>> Begin DOCUMENT

"Borrow My Heart" is the debut single by season five runner-up of The X Factor Australia, Taylor Henderson. It was released digitally by Sony Music Australia on 1 November 2013, as the lead single from his self-titled debut album. "Borrow My Heart" debuted at number one on the ARIA Singles Chart and was certified two times platinum by the Australian Recording Industry Association for selling over 140,000 copies.

Background and release
"Borrow My Heart" was written by Louis Schoorl, Hayley Warner and Alex Hope, and produced by Schoorl. It would have been Henderson's winner's single for the fifth season of The X Factor, if he had won the show. However, Henderson finished in second place. On 1 November 2013, it was announced that Henderson signed a recording contract with Sony Music Australia, and "Borrow My Heart" was released digitally as his debut single later that day. A CD single was released on 8 November 2013.

>> End DOCUMENT

WHAT YOU WILL DO:
a) According to the article on "Borrow My Heart," on what date was the CD single released?
b) In the article on "Borrow My Heart," change "Sony Music Australia" to "Sony Music" and write out the passage from "Background and release" up to and including "8 November 2013.".
c) Continue the article on the song "Borrow My Heart" from where it stops.

>> Begin RECORD SET

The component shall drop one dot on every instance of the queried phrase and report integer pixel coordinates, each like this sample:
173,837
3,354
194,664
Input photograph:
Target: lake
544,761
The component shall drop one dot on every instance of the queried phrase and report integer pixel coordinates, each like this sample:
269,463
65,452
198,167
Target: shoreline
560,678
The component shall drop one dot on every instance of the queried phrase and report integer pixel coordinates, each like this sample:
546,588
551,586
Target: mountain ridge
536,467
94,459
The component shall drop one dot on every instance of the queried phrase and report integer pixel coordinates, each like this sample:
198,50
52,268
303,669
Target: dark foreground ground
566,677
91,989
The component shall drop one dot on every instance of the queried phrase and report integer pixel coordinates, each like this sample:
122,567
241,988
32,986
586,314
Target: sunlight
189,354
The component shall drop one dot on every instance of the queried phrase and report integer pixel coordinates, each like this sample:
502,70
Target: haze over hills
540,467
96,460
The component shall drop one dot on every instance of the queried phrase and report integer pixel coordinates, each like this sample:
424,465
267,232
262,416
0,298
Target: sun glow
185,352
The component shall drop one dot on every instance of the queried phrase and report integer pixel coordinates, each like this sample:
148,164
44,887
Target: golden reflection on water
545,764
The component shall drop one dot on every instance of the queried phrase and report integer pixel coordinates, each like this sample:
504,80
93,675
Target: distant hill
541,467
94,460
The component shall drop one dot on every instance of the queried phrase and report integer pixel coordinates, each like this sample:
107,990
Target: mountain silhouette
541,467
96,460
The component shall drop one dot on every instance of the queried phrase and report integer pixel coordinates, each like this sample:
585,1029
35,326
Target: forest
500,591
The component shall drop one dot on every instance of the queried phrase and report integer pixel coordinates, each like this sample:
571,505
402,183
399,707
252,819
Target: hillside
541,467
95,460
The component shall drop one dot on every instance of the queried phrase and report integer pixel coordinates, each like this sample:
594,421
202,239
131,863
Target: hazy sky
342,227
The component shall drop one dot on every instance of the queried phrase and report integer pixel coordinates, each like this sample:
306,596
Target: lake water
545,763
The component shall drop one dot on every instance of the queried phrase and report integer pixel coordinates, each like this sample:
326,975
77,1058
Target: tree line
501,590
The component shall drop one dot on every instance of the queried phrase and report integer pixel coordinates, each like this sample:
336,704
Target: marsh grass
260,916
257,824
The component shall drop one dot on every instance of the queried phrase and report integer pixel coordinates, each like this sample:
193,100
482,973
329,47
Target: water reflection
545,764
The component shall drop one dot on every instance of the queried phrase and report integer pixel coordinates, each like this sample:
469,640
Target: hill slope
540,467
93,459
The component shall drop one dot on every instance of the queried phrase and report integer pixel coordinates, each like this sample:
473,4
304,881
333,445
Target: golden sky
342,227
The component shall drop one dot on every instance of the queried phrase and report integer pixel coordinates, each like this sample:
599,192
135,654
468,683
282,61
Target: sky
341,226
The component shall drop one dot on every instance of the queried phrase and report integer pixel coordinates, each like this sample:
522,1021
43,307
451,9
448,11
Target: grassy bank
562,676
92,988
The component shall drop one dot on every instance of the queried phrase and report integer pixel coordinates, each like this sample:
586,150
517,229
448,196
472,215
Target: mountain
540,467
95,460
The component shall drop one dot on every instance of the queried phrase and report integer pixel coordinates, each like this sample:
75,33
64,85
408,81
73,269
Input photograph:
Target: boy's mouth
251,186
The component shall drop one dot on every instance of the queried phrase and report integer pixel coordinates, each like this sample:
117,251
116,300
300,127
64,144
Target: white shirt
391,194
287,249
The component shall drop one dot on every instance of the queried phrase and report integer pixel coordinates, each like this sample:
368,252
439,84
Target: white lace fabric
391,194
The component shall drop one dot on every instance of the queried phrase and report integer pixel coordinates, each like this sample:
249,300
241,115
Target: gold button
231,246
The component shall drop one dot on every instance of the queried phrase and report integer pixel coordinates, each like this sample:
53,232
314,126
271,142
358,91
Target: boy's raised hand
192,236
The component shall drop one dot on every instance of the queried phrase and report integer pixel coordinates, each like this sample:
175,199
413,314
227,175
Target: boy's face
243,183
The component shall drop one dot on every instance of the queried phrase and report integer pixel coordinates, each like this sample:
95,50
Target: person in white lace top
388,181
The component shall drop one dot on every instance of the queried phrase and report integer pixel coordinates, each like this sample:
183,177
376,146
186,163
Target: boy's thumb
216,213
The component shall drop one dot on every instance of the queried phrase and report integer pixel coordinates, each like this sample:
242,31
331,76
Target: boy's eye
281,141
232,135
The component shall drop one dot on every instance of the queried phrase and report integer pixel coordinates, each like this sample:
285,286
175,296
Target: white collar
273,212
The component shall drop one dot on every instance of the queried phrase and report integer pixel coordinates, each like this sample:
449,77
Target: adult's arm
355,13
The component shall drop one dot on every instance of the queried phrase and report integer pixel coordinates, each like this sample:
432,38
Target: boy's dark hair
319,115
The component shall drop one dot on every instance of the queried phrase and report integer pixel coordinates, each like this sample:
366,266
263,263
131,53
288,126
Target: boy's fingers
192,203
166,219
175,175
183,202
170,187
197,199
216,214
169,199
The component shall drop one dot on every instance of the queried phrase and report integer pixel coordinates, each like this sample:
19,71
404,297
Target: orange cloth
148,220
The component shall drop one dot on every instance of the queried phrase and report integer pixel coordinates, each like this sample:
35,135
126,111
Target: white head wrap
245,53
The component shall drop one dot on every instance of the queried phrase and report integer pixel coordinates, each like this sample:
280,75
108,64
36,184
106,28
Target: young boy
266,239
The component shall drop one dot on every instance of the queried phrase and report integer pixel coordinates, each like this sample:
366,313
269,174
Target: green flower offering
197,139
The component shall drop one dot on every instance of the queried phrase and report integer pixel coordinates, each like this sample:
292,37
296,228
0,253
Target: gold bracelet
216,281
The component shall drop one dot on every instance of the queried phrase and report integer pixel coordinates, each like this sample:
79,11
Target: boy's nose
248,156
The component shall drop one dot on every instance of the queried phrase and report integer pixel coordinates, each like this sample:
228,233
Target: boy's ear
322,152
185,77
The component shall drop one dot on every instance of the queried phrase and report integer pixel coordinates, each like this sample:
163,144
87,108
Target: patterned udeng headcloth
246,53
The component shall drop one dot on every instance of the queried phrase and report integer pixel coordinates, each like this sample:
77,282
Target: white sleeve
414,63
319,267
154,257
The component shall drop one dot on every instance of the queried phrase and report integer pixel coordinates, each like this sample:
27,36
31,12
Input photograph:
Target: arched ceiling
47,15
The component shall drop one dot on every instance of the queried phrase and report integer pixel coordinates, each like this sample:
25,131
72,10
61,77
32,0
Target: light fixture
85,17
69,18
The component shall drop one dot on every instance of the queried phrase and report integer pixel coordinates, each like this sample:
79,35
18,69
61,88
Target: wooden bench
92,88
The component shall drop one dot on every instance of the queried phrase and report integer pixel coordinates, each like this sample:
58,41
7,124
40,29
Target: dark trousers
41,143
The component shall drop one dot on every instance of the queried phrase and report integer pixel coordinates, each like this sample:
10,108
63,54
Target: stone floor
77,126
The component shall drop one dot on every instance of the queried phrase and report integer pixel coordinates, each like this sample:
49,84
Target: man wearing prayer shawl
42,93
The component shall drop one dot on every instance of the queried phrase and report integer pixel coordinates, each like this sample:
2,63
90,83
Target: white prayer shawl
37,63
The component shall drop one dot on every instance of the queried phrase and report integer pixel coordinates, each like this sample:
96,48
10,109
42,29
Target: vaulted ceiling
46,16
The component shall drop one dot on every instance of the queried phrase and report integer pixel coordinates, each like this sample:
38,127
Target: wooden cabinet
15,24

>> End RECORD SET

EXPECTED OUTPUTS:
a) 8 November 2013

b)
Background and release
"Borrow My Heart" was written by Louis Schoorl, Hayley Warner and Alex Hope, and produced by Schoorl. It would have been Henderson's winner's single for the fifth season of The X Factor, if he had won the show. However, Henderson finished in second place. On 1 November 2013, it was announced that Henderson signed a recording contract with Sony Music, and "Borrow My Heart" was released digitally as his debut single later that day. A CD single was released on 8 November 2013.

c)
Chart performance
"Borrow My Heart" debuted at number one on the ARIA Singles Chart on 11 November 2013. It was certified two times platinum by the Australian Recording Industry Association for selling over 140,000 copies.

Live performances
Henderson performed "Borrow My Heart" live for the first time during The X Factor grand final performance show on 27 October 2013.

Track listing
CD / digital download
 "Borrow My Heart" – 3:32

Personnel
Vocals – Taylor Henderson
Songwriting – Alex Hope, Hayley Warner, Louis Schoorl
Production – Louis Schoorl
Mixing engineer – Louis Schoorl

Source:

Charts

Weekly charts

Year-end charts

Certification

Release history

See also
List of number-one singles of 2013 (Australia)

References

2013 songs
2013 debut singles
Taylor Henderson songs
Songs written by Alex Hope (songwriter)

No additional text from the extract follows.